**Requirements**
Retype, character for character, the part of the entries below that opens with the line containing "row: blue ramekin of chopped red onion" and closes with the final line of the entries, including both ends.

**Records for the exercise**
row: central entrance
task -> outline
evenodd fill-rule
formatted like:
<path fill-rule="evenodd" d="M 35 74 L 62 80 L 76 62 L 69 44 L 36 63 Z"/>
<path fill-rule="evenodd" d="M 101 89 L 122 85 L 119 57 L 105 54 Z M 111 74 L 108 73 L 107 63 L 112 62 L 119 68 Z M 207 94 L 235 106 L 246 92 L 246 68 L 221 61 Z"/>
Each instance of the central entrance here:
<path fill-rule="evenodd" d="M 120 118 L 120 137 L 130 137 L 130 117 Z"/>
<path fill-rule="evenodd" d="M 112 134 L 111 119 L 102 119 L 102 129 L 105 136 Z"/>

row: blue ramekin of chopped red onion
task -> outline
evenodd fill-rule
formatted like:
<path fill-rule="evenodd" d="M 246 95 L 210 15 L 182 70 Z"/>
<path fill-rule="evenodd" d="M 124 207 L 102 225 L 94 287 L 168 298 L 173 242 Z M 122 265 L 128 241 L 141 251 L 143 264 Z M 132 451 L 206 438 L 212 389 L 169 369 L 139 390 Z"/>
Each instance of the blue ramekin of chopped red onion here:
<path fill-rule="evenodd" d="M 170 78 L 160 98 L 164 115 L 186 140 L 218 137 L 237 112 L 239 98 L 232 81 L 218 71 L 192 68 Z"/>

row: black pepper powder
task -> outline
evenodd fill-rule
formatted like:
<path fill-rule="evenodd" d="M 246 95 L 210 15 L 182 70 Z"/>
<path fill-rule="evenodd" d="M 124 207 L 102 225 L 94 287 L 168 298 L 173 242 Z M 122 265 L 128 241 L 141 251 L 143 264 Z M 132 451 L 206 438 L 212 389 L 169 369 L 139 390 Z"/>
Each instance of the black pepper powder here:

**Answer to the exercise**
row: blue ramekin of chopped red onion
task -> outline
evenodd fill-rule
formatted like:
<path fill-rule="evenodd" d="M 246 95 L 210 15 L 182 70 Z"/>
<path fill-rule="evenodd" d="M 124 207 L 102 225 L 94 287 L 168 298 L 173 242 Z M 122 265 L 128 241 L 141 251 L 143 264 Z M 132 451 L 206 438 L 212 389 L 169 369 L 139 390 Z"/>
Each instance of the blue ramekin of chopped red onion here:
<path fill-rule="evenodd" d="M 170 78 L 160 98 L 164 115 L 186 140 L 218 137 L 237 112 L 239 98 L 232 81 L 218 71 L 192 68 Z"/>

row: black pepper powder
task -> outline
evenodd fill-rule
formatted like:
<path fill-rule="evenodd" d="M 246 95 L 210 15 L 182 70 Z"/>
<path fill-rule="evenodd" d="M 124 207 L 102 225 L 94 287 L 168 298 L 173 242 Z M 122 265 L 128 241 L 141 251 L 143 264 Z M 132 451 L 206 438 L 212 389 L 169 369 L 139 390 Z"/>
Each instance of the black pepper powder here:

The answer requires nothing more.